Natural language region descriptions
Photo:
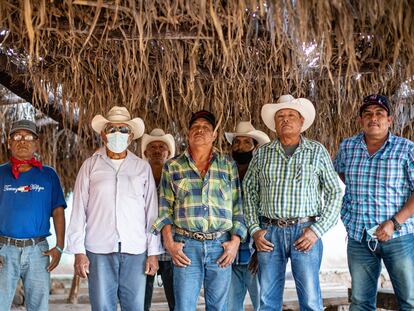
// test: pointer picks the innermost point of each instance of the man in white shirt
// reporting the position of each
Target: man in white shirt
(114, 206)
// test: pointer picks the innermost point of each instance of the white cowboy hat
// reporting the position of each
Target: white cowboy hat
(158, 135)
(245, 128)
(119, 115)
(301, 105)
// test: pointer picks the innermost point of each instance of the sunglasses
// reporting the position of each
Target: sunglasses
(111, 129)
(20, 137)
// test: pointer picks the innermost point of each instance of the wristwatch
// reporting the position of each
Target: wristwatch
(397, 225)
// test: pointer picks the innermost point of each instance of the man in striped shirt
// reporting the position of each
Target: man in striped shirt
(200, 196)
(377, 168)
(292, 197)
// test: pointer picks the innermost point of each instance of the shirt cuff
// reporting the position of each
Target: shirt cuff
(253, 229)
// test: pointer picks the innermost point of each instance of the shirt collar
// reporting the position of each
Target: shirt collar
(303, 143)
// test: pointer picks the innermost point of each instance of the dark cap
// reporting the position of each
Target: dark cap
(205, 115)
(375, 99)
(26, 125)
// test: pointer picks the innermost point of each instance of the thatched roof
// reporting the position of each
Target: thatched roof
(165, 59)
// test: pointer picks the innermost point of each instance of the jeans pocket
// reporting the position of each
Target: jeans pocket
(42, 246)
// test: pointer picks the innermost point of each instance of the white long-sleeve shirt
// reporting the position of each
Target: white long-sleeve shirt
(113, 206)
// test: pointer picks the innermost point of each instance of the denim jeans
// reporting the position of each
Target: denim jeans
(305, 269)
(116, 277)
(365, 268)
(29, 264)
(203, 270)
(166, 272)
(242, 281)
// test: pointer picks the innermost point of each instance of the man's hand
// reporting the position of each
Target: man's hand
(253, 264)
(230, 249)
(385, 231)
(306, 240)
(55, 255)
(81, 265)
(151, 266)
(175, 249)
(262, 245)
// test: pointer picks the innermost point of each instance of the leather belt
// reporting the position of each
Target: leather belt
(20, 242)
(287, 222)
(199, 236)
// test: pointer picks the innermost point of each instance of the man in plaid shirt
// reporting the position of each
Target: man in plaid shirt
(377, 168)
(291, 198)
(200, 196)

- ABOUT THIS TASK: When you repeat the data, keep every line exact and drop the images.

- RESPONSE:
Photo:
// test: pointer picks the innermost point of each instance of the man in white shirt
// reporting the position of each
Target: man in white shirt
(114, 206)
// test: pointer picks the innermost point of each instance of the white cowboy hat
// reporting the position of each
Target: white cowboy hat
(158, 135)
(245, 128)
(119, 115)
(301, 105)
// test: pointer picks the innermost point of each instance of the sunglasses
// reporting the position of each
Target: sunglasses
(111, 129)
(20, 137)
// test: pointer picks the innermost point of each instance of the wristwatch
// reporting the position of each
Target: wristwatch
(397, 225)
// test: pointer picks the innermost point of each instance of the man in striped shirt
// reporting the position of each
Target: man in striped shirt
(200, 196)
(377, 168)
(292, 197)
// test: pointer picks the innermost point of each instance of the shirt cuff
// reporting the position of each
Target: shirt cuff
(253, 229)
// test: pointer picks the innermost point of each instance of the shirt collar
// reporting the position of each
Target: shirt collar
(303, 143)
// test: pointer picks the innermost point of each instance of the dark cap
// reporting the position of each
Target: dark cap
(205, 115)
(375, 99)
(26, 125)
// test: pointer picks the innermost point of each instance of the thatched roof
// reporting the position of each
Target: thatched roof
(165, 59)
// test: pointer picks the innermost point of each instance of the jeans pocket
// reporting the position of each
Target: jeans pocket
(42, 246)
// test: pointer picks the innermost point of each instance of the white long-sleeve shirt
// reporting the position of each
Target: white long-sleeve shirt
(113, 206)
// test: pointer picks the innermost point of each instance of the denim jeans
// reporting the position of each
Target: denim jeans
(305, 269)
(116, 277)
(365, 268)
(29, 264)
(203, 270)
(166, 272)
(242, 281)
// test: pointer picks the innermost point of each instance of the man's hand
// reporting the position of each
Target: man's hand
(253, 264)
(230, 249)
(385, 231)
(306, 240)
(55, 255)
(81, 265)
(151, 266)
(175, 249)
(262, 245)
// test: pointer picks the innermost point of each instance of the leather belt
// reporting the position of each
Target: leather belt
(20, 242)
(287, 222)
(199, 236)
// test: pointer picks the innermost point of each instance of the man in plaid shirt
// reporting the position of each
Target: man in plaid shirt
(377, 168)
(291, 198)
(200, 196)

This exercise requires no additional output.